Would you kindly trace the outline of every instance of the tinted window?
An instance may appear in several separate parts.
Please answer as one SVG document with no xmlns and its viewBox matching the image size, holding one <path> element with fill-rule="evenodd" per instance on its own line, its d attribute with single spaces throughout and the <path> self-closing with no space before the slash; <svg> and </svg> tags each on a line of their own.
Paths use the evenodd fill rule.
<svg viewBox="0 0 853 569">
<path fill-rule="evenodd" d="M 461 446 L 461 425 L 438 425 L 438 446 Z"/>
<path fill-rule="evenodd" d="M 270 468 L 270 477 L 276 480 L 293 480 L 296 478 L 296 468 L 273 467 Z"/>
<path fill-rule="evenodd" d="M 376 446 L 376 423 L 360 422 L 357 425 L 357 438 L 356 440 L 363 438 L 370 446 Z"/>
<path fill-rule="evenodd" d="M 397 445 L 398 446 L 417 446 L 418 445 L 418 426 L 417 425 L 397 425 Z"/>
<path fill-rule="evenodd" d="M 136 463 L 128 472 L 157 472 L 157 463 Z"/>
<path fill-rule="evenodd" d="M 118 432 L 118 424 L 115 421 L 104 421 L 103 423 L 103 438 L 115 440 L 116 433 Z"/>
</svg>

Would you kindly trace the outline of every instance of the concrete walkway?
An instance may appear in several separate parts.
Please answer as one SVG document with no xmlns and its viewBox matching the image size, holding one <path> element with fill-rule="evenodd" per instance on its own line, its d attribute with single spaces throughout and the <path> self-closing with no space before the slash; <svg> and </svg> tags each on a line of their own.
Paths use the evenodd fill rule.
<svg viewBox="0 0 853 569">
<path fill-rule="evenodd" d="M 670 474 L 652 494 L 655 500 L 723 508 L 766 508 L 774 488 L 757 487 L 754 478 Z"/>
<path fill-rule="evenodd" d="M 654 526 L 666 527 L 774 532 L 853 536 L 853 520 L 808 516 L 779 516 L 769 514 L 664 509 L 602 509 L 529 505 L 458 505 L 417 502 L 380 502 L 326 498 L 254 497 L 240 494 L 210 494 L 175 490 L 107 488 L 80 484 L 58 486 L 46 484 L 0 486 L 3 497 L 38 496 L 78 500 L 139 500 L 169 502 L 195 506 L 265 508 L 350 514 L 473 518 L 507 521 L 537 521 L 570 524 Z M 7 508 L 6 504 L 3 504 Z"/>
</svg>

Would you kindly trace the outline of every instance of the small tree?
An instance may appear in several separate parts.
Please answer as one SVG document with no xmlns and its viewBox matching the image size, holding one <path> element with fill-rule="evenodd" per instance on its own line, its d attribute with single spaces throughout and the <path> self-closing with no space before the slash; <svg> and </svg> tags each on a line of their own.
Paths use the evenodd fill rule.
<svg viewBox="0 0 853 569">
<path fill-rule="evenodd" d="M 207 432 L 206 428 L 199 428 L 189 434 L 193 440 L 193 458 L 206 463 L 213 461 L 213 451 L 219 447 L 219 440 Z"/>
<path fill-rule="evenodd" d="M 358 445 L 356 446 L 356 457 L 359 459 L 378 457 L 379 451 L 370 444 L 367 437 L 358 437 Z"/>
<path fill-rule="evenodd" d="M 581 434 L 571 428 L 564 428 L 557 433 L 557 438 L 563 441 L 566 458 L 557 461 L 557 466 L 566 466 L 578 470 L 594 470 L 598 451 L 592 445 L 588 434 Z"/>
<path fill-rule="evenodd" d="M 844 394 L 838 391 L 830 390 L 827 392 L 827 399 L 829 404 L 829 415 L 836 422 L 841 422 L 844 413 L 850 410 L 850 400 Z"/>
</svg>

_EXERCISE BRIEF_.
Copy all of the records above word for word, keeping them in their original order.

_FINAL RESULT_.
Would you kindly trace the outline of every instance of the tinted window?
An instance may appear in several separate parts.
Please answer as one SVG document with no xmlns and its viewBox matching the image size, holding one <path> element with fill-rule="evenodd" per instance on its own line, its d attribute with single spaces throughout and the <path> self-closing with no space before the slash; <svg> and </svg> tags each on a line of their own.
Paths use the evenodd fill rule.
<svg viewBox="0 0 853 569">
<path fill-rule="evenodd" d="M 461 446 L 461 425 L 438 425 L 438 446 Z"/>
<path fill-rule="evenodd" d="M 270 468 L 270 477 L 276 480 L 293 480 L 296 478 L 296 468 L 273 467 Z"/>
<path fill-rule="evenodd" d="M 376 446 L 376 423 L 360 422 L 357 425 L 357 438 L 356 440 L 363 438 L 370 446 Z"/>
<path fill-rule="evenodd" d="M 397 445 L 398 446 L 417 446 L 418 445 L 418 426 L 417 425 L 397 425 Z"/>
<path fill-rule="evenodd" d="M 136 463 L 128 472 L 157 472 L 157 463 Z"/>
<path fill-rule="evenodd" d="M 118 432 L 118 424 L 115 421 L 104 421 L 103 423 L 103 438 L 115 440 L 116 433 Z"/>
</svg>

Would you kindly trace the outline of every instance of the concrete walkway?
An instance may appear in several separate parts.
Please answer as one SVG document with no xmlns and its viewBox matching the image size, holding one <path> element with fill-rule="evenodd" per instance on its own line, its d attribute with single spaces throughout and the <path> self-closing with no space before the slash; <svg> and </svg> tags each on a line of their own.
Paths use the evenodd fill rule.
<svg viewBox="0 0 853 569">
<path fill-rule="evenodd" d="M 670 474 L 652 494 L 655 500 L 723 508 L 766 508 L 774 488 L 757 487 L 754 478 Z"/>
<path fill-rule="evenodd" d="M 654 526 L 666 527 L 774 532 L 853 536 L 853 520 L 808 516 L 779 516 L 769 514 L 664 509 L 602 509 L 529 505 L 458 505 L 417 502 L 380 502 L 326 498 L 254 497 L 240 494 L 210 494 L 175 490 L 107 488 L 80 484 L 58 486 L 46 484 L 0 486 L 3 497 L 38 496 L 78 500 L 139 500 L 169 502 L 195 506 L 265 508 L 350 514 L 473 518 L 507 521 L 537 521 L 570 524 Z M 7 508 L 6 504 L 3 504 Z"/>
</svg>

Would you kindly trace the outline of every instance of the small tree?
An instance may appear in several separate parts.
Please answer as one SVG document with no xmlns and its viewBox matching the image size, holding one <path> element with fill-rule="evenodd" per instance on its own line, its d attribute with single spaces throughout and the <path> self-closing with no space before the slash; <svg> and </svg> tags each on a line of their own.
Paths use the evenodd fill rule.
<svg viewBox="0 0 853 569">
<path fill-rule="evenodd" d="M 207 432 L 206 428 L 199 428 L 189 434 L 193 440 L 193 458 L 206 463 L 213 461 L 213 451 L 219 447 L 219 440 Z"/>
<path fill-rule="evenodd" d="M 358 445 L 356 446 L 356 457 L 359 459 L 378 457 L 379 451 L 370 444 L 367 437 L 358 437 Z"/>
<path fill-rule="evenodd" d="M 581 434 L 571 428 L 564 428 L 557 433 L 557 438 L 563 441 L 566 458 L 557 461 L 557 466 L 566 466 L 578 470 L 594 470 L 598 451 L 592 445 L 588 434 Z"/>
<path fill-rule="evenodd" d="M 844 394 L 838 391 L 830 390 L 827 392 L 827 399 L 829 404 L 829 415 L 836 422 L 841 422 L 844 413 L 850 410 L 850 400 Z"/>
</svg>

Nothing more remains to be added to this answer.